● **AIM OF THE EXERCISE**:
From the line containing "Query: green smoothie" through the last line of the entries below, repeat each line word for word and leave out the rest.

Collection entries
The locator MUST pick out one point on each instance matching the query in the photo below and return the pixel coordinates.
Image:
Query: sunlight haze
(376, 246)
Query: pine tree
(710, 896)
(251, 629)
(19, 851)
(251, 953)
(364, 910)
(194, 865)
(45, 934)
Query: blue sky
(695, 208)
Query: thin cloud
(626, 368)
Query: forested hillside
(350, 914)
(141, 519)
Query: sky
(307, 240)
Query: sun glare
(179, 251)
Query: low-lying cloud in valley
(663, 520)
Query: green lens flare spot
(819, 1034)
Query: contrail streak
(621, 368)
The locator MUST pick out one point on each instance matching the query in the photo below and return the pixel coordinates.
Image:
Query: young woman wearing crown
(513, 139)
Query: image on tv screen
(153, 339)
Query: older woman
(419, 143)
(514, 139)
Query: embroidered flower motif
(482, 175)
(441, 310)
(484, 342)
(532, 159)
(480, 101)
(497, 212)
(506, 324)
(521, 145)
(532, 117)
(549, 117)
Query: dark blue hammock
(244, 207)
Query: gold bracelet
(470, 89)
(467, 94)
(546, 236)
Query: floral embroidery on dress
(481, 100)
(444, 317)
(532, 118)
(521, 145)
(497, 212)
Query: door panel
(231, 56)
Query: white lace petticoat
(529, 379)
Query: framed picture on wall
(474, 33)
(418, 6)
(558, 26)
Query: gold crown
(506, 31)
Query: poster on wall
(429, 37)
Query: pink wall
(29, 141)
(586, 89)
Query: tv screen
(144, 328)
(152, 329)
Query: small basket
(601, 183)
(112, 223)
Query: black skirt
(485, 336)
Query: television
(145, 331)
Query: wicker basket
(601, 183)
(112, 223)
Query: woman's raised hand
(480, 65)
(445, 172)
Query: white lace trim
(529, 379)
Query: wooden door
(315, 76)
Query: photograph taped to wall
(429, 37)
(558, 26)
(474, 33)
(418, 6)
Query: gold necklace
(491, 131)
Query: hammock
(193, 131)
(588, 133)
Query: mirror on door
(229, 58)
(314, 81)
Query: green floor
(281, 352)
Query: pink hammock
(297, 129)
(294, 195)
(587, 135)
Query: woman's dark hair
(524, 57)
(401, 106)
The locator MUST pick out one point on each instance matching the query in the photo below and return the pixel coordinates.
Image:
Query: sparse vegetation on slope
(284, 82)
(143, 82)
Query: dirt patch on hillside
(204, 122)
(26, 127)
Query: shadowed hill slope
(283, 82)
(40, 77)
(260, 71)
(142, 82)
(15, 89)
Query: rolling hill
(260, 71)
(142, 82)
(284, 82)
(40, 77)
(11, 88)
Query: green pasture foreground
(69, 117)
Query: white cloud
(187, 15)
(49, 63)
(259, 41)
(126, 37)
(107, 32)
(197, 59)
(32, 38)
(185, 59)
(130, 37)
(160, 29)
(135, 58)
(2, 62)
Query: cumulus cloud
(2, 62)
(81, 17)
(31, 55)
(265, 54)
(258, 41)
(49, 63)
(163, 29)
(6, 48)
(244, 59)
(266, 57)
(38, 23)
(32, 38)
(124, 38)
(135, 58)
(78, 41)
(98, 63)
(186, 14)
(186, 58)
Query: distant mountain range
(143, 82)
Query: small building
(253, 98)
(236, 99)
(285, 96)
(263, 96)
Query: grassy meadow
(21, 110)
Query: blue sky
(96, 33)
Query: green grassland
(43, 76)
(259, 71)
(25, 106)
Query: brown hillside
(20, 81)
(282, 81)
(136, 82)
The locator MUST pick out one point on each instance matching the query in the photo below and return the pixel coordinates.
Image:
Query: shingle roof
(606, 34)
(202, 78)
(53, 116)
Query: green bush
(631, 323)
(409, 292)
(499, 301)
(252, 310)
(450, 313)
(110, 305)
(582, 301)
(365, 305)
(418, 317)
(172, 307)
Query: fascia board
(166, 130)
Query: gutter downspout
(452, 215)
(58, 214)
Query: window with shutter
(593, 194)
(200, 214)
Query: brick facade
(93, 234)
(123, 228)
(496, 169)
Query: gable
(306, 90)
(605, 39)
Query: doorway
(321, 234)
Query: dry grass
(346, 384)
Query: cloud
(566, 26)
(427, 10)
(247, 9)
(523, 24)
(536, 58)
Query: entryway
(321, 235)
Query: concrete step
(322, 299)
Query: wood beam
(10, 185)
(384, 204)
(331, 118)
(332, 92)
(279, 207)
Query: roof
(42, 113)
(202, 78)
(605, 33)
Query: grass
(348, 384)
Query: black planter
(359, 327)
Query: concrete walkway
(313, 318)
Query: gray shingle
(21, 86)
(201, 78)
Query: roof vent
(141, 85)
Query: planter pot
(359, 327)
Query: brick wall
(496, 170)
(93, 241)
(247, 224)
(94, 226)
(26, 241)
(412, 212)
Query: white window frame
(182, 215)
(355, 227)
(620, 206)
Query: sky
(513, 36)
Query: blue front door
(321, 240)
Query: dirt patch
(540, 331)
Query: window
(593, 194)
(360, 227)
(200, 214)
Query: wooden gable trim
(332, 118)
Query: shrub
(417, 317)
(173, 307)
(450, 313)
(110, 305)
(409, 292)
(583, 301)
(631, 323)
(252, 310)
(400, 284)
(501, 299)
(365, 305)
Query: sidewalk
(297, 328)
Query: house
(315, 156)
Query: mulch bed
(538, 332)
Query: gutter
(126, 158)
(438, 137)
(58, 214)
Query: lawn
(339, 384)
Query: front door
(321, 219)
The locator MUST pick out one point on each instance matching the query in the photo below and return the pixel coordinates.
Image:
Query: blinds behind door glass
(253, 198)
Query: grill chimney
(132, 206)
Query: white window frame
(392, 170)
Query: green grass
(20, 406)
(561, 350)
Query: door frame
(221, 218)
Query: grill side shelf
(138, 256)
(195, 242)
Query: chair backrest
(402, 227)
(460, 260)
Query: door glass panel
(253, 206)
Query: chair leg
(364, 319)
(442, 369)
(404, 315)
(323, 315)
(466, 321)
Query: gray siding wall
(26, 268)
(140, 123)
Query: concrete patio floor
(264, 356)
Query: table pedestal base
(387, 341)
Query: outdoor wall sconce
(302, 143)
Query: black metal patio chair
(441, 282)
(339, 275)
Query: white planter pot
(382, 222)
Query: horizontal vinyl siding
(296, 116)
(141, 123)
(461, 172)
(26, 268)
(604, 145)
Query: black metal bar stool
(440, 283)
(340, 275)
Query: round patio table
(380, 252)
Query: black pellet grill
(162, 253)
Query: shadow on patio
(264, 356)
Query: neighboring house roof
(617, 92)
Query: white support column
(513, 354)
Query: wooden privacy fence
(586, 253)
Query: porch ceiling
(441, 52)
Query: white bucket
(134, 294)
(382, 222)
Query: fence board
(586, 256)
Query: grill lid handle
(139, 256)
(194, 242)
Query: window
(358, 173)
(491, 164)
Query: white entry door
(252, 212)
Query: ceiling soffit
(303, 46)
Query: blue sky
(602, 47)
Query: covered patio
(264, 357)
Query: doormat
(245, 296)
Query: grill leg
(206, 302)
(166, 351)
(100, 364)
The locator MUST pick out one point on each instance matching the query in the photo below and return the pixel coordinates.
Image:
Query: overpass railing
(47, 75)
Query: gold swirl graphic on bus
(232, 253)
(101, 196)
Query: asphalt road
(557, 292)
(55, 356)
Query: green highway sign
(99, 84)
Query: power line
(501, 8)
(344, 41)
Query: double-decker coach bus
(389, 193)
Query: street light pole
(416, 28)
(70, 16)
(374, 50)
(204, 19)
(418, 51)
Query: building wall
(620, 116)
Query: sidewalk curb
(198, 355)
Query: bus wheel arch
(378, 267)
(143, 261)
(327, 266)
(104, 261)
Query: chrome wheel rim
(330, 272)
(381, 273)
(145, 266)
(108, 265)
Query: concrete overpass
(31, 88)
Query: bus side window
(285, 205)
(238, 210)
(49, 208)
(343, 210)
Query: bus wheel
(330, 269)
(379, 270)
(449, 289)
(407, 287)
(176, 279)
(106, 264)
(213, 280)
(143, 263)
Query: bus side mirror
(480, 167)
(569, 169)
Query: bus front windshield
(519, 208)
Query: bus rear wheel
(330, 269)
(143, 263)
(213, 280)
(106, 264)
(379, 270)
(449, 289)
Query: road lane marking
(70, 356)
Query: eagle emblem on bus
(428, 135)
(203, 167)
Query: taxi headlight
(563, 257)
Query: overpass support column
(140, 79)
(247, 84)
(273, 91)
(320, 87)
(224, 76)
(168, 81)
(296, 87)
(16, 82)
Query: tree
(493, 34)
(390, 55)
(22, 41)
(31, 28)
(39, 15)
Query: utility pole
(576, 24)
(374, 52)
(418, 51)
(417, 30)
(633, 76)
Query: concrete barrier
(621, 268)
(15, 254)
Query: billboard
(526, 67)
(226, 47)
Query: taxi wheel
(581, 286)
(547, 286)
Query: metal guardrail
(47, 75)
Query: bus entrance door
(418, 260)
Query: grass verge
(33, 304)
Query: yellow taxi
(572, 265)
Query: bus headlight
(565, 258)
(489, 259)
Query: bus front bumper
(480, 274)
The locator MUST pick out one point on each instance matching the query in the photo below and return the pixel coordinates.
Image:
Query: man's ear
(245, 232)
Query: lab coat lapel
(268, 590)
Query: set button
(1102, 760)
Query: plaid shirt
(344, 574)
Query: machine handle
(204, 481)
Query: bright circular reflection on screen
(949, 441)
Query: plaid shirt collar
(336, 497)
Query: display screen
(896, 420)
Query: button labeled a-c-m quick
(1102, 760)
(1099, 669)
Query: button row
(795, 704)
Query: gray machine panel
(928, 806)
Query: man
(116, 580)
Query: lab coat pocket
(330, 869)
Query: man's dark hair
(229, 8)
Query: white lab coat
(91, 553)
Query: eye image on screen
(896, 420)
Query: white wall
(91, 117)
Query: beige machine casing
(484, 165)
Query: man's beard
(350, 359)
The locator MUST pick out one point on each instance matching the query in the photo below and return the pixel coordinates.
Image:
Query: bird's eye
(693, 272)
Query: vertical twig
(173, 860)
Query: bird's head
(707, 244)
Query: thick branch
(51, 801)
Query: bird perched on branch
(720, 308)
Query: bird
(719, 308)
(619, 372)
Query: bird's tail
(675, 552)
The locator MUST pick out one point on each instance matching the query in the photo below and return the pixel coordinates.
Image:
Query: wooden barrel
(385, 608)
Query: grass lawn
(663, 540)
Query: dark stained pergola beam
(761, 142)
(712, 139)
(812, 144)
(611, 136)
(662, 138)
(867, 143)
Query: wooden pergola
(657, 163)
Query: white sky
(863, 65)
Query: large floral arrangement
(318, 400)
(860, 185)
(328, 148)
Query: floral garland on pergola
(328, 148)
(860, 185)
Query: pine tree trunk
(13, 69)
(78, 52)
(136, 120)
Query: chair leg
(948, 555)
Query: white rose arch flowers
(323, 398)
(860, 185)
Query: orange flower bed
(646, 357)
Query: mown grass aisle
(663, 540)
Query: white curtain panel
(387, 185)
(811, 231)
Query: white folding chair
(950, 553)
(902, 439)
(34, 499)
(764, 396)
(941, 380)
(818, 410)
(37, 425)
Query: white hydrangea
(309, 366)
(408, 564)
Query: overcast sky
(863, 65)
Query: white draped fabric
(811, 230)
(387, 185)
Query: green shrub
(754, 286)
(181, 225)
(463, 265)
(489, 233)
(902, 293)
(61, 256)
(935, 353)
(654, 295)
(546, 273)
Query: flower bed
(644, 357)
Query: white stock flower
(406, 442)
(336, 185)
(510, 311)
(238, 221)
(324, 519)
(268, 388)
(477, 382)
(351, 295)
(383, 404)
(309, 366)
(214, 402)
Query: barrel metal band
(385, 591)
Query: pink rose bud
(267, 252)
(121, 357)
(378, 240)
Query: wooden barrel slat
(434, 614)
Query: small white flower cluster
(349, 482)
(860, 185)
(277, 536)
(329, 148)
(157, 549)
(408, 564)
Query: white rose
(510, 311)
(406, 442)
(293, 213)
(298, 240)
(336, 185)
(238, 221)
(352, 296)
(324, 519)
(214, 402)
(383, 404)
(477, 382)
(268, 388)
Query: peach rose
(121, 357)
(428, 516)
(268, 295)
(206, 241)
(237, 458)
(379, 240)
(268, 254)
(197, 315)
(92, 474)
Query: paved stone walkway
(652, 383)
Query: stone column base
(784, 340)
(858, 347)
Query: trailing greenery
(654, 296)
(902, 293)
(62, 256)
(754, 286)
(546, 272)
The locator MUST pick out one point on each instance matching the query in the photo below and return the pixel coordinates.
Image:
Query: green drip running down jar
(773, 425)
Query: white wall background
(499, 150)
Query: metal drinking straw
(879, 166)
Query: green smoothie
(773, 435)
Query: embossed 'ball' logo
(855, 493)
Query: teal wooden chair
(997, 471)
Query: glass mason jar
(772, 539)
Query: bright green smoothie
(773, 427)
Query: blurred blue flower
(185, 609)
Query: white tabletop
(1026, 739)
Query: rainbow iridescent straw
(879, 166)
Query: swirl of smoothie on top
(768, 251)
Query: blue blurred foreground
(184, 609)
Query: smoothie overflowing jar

● **TASK SOLUTION**:
Query: green smoothie
(773, 435)
Query: embossed 'ball' logo
(855, 493)
Query: teal wooden chair
(997, 471)
Query: glass mason jar
(772, 539)
Query: bright green smoothie
(773, 427)
Query: blurred blue flower
(185, 609)
Query: white tabletop
(1026, 739)
Query: rainbow iridescent straw
(879, 166)
Query: swirl of smoothie on top
(768, 251)
Query: blue blurred foreground
(184, 609)
Query: smoothie overflowing jar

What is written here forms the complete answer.